Goal:
Copy every line of the listing below verbatim, leaving out the pictures.

[Mask labeling listing]
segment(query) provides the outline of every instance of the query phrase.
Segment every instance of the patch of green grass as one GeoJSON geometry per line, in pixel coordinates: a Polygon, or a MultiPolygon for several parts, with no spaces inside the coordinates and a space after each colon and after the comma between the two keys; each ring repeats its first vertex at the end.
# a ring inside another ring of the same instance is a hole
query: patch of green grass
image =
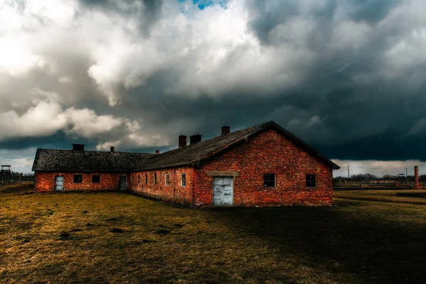
{"type": "Polygon", "coordinates": [[[423,206],[337,199],[195,210],[119,192],[0,199],[0,283],[426,280],[423,206]]]}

Expected answer:
segment(query) provides the outline of every instance of the query phrase.
Segment every instance of the patch of green grass as one GeoJSON geometry per line, in pixel coordinates: a Polygon, or a MultiPolygon for several parts, with no spaces inside the coordinates and a space after each colon and after the comma between the two keys; each ring repeats its first vertex at the end.
# a ring inside another ring of the same instance is a hole
query: patch of green grass
image =
{"type": "Polygon", "coordinates": [[[423,206],[337,199],[195,210],[119,192],[0,199],[0,283],[426,280],[423,206]]]}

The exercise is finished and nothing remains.